*** Records provided ***

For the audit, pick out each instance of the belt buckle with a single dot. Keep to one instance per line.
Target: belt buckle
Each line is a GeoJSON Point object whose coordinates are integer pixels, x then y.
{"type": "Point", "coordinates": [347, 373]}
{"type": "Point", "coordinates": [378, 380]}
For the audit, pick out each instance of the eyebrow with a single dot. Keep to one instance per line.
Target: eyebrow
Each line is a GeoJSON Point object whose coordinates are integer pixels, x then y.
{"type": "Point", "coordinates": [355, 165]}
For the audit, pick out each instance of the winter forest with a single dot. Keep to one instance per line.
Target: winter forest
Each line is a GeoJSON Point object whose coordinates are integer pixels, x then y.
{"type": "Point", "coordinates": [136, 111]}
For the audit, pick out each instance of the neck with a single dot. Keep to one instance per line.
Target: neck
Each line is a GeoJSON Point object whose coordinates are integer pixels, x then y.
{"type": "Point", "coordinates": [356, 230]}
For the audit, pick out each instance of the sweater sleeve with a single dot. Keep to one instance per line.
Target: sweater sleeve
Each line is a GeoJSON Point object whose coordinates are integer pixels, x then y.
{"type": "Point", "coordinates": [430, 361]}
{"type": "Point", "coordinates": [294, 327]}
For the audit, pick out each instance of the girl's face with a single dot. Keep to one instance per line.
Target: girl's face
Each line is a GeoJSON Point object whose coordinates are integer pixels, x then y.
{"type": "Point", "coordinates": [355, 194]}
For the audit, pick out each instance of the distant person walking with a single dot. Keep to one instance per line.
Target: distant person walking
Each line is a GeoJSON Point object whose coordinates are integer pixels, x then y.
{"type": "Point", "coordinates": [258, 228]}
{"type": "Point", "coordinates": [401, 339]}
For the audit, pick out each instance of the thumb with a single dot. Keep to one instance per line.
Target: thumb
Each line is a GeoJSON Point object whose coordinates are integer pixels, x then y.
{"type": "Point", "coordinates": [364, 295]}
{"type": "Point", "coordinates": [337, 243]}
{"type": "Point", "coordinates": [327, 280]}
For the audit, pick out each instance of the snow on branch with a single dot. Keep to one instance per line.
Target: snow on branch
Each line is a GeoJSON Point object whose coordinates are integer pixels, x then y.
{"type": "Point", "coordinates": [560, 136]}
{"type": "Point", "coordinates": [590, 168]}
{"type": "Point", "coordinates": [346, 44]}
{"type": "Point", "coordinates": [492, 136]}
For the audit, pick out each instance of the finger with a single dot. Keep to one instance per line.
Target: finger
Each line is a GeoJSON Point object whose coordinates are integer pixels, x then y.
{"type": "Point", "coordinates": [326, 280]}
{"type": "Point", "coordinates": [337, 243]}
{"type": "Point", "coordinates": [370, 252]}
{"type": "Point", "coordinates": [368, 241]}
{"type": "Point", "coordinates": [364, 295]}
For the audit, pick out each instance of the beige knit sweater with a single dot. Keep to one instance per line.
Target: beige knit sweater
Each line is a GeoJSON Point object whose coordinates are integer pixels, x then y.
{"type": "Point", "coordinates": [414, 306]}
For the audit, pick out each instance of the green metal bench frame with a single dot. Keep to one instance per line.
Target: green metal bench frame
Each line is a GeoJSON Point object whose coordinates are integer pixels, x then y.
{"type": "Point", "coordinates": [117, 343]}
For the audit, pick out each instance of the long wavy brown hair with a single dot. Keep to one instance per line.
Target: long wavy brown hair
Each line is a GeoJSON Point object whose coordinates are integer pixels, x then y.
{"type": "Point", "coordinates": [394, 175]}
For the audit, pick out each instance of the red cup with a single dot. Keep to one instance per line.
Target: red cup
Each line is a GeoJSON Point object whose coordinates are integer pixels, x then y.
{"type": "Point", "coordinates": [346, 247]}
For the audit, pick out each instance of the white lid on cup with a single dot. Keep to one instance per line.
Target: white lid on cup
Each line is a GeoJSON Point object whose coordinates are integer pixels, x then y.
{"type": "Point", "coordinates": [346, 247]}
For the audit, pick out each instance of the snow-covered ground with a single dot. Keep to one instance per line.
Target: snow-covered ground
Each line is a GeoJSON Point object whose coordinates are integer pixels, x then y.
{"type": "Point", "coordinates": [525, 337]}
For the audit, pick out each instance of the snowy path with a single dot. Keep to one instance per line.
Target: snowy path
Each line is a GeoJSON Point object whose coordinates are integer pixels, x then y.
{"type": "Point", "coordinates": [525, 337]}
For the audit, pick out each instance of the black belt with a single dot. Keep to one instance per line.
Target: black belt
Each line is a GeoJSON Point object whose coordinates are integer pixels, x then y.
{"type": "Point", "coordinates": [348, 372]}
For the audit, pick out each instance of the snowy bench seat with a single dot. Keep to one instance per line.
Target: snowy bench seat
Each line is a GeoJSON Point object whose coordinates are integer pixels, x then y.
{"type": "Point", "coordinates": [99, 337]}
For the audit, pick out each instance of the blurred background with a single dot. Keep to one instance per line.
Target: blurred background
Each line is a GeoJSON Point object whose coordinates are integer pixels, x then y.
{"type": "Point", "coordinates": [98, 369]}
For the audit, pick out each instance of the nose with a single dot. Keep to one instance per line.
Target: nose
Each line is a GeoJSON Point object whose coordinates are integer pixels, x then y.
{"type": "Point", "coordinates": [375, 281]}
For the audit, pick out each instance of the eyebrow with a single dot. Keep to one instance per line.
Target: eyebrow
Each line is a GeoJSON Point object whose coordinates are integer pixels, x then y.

*** End of Records provided ***

Required work :: Please output the lines of the listing above that fall in the stretch from the one with "Target: winter forest" through the one with "Target: neck", exactly and only those.

Exercise answer ::
Target: winter forest
Each line is a GeoJSON Point object whose coordinates are integer pixels, x then y.
{"type": "Point", "coordinates": [136, 111]}
For the audit, pick out each instance of the neck with a single dot. Keep to one instance per line.
Target: neck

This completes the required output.